STATED GOAL: Rewrite the koan passage, beginning at the words "The reason the" and stopping after "same glass, anyway).", with "wine glass" changed to "water glass".

SUPPLIED TEXT:
◆ ◆ ◆ ◆ ◆ ◆ ◆

Human beings are pretty good at being wrong. We’ve been wrong so many times that it’s embarrassing, actually. Stephen Hawking, one of the greatest theoretical physicists alive today, says, “The greatest enemy of knowledge is not ignorance. It is the illusion of knowledge.”
How can this be true?
The Zen Buddhists have known this for a long time. Zen masters, when training an initiate, give the trainee a question called a koan. One of the most famous of these is, “What is the sound of one hand clapping?” It’s funny to watch a group of Americans debate this question, because they all start out with the same assumption: there must be an answer to the question. To Americans, there is an answer for every question; we just don’t always know it yet.
The reason the Zen masters gave their students koans was not to get them to find the answer. It was to get them to throw out everything they think they knew until they got to the place where they said, “I don’t know.” When that happened, it was said that the student had achieved “Zen mind,” and he was ready to receive instruction. Think of it this way: If your wine glass is already full, you can’t have any more than you already have (in the same glass, anyway).

◆ ◆ ◆ ◆ ◆ ◆ ◆

COLLECTED MATERIAL:
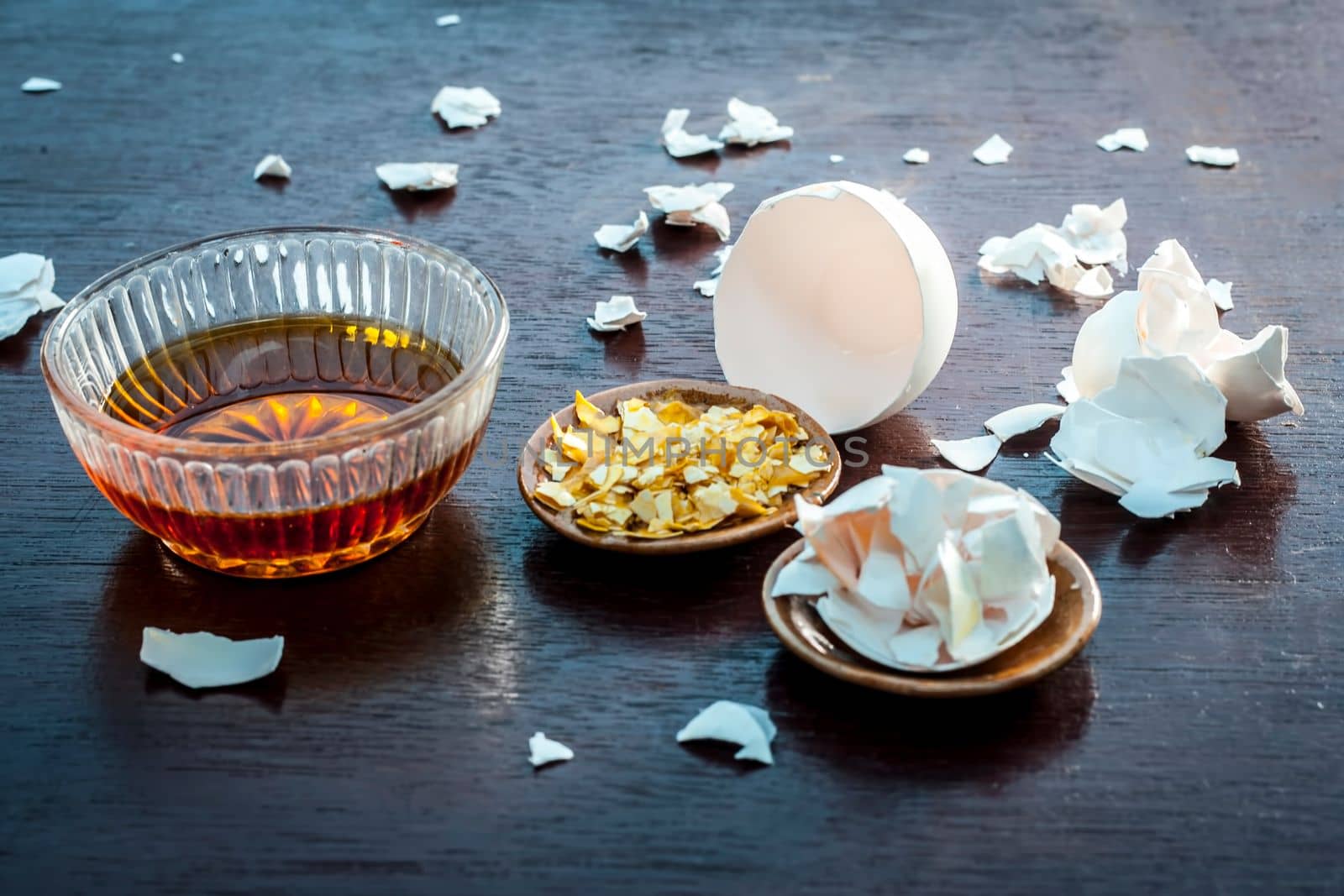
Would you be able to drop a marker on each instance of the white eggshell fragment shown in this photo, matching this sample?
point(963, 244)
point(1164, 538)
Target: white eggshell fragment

◆ ◆ ◆ ◆ ◆ ◆ ◆

TASK RESPONSE:
The reason the Zen masters gave their students koans was not to get them to find the answer. It was to get them to throw out everything they think they knew until they got to the place where they said, “I don’t know.” When that happened, it was said that the student had achieved “Zen mind,” and he was ready to receive instruction. Think of it this way: If your water glass is already full, you can’t have any more than you already have (in the same glass, anyway).